Tâches à réaliser ->
1) Recopiez tel quel le passage de l'extrait sur la société civile, depuis « Comment cette nouvelle » jusqu'à « de la nation. ».
2) Répondez aux questions suivantes d'après l'extrait sur la société civile, en reprenant les repères (a), (b), (c) :
(a) Quelles deux enseignes sont opposées aux fermes locales et aux petites entreprises ?
(b) De quelle publication Yuval Levin est-il rédacteur en chef ?
(c) Selon Burke, qu'est-ce que les gens aiment ?
3) Indiquez par oui ou par non si chaque affirmation concorde avec l'extrait sur la société civile, en citant mot pour mot le passage qui tranche :
(a) L'auteur affirme que le capitalisme est mauvais.
(b) Rod Dreher compte parmi les conservateurs inquiets des effets secondaires de la mondialisation économique.
(c) Burke approuvait le découpage de la France en carrés parfaits.

Les communautés contre l’État

Parmi les conservateurs, l’érosion de la société civile est le plus souvent attribuée à la mainmise de l’État administratif 5. Si le système social, en particulier au niveau fédéral, a sans doute sa part de responsabilité, un nombre croissant de conservateurs dont Tucker Carlson, Patrick Deneen, Rusty Reno, Michael Brendan Dougherty et Rod Dreher, ont également exprimé leur inquiétude quant aux effets secondaires de la mondialisation économique et à la culture élitiste qui caractérise de nombreuses entreprises.

En bref, les conservateurs commencent à comprendre que les grandes entreprises peuvent également menacer nos libertés et l’épanouissement de la société civile.

Je ne sous-entends pas que le capitalisme est mauvais ou que les marchés libres n’ont pas considérablement réduit la pauvreté et amélioré le niveau de vie. Ce que je dis, c’est que nous ne devons pas sous-estimer l’importance de notre environnement commercial immédiat dans la création d’un sentiment de communauté, et que le passage des entreprises locales aux multinationales a un coût.

Une conséquence majeure de l’achat de produits chez Walmart et Costco plutôt que dans les fermes locales et les petites entreprises est le gommage des particularités régionales, qui remplace les cultures locales uniques par une monoculture nationale ou internationale. 

Que vous viviez en Californie, dans le Vermont, en Ohio ou en Virginie, le centre commercial situé à la sortie de l’autoroute est exactement le même.

Comment cette nouvelle configuration façonne-t-elle la société civile ? Comme le résume Yuval Levin, rédacteur en chef de National Affairs, dans un récent podcast sur le livre classique Réflexions sur la Révolution en France 6, le philosophe Edmund Burke était troublé par le fait que les Français aient « effacé toutes les divisions administratives en France et divisé le pays en carrés parfaits ». Burke dit que personne n’aime les carrés parfaits — ce que les gens aiment, c’est l’endroit d’où ils viennent. C’est cet amour, celui de la famille, des amis et du quartier, qui précède et rend possible notre amour de l’État ou de la nation.

Données fournies ->
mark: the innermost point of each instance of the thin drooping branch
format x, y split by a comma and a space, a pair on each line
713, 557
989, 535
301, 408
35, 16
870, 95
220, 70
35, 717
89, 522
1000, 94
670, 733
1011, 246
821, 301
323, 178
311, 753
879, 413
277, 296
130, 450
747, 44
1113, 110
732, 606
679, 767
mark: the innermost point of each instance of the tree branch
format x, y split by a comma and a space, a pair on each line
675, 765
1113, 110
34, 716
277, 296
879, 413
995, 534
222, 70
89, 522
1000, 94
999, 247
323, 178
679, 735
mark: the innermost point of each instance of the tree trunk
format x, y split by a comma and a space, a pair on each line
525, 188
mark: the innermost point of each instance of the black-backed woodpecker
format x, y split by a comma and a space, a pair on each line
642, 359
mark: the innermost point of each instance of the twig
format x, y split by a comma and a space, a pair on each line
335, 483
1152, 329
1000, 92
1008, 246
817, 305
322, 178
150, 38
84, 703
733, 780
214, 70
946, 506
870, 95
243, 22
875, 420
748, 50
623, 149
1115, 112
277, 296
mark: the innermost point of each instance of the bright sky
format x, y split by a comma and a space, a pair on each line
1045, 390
==
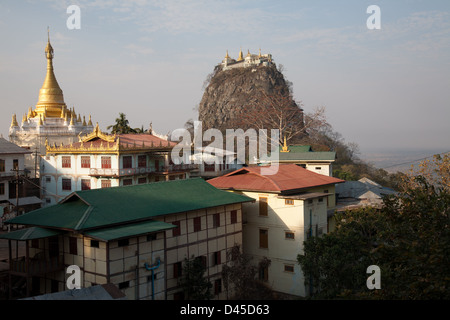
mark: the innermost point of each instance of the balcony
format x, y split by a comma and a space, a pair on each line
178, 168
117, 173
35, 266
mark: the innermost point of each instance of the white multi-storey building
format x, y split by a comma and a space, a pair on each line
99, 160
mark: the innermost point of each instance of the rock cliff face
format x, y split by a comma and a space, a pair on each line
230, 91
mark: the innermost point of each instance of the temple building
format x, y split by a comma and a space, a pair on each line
* * *
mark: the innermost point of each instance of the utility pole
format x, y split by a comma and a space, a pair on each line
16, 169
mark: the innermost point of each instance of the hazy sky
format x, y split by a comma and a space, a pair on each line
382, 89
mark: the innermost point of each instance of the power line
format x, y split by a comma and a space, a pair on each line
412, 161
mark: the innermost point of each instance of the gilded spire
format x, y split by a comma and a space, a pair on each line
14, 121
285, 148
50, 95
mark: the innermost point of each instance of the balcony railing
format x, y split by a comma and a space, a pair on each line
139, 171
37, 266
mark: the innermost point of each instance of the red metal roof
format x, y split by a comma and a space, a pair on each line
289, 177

Réponses successives ->
1)
Comment cette nouvelle configuration façonne-t-elle la société civile ? Comme le résume Yuval Levin, rédacteur en chef de National Affairs, dans un récent podcast sur le livre classique Réflexions sur la Révolution en France 6, le philosophe Edmund Burke était troublé par le fait que les Français aient « effacé toutes les divisions administratives en France et divisé le pays en carrés parfaits ». Burke dit que personne n’aime les carrés parfaits — ce que les gens aiment, c’est l’endroit d’où ils viennent. C’est cet amour, celui de la famille, des amis et du quartier, qui précède et rend possible notre amour de l’État ou de la nation.

2)
(a) Walmart et Costco.
(b) National Affairs.
(c) L'endroit d'où ils viennent.

3)
(a) Non : « Je ne sous-entends pas que le capitalisme est mauvais »
(b) Oui : « un nombre croissant de conservateurs dont Tucker Carlson, Patrick Deneen, Rusty Reno, Michael Brendan Dougherty et Rod Dreher, ont également exprimé leur inquiétude quant aux effets secondaires de la mondialisation économique »
(c) Non : « Burke dit que personne n’aime les carrés parfaits »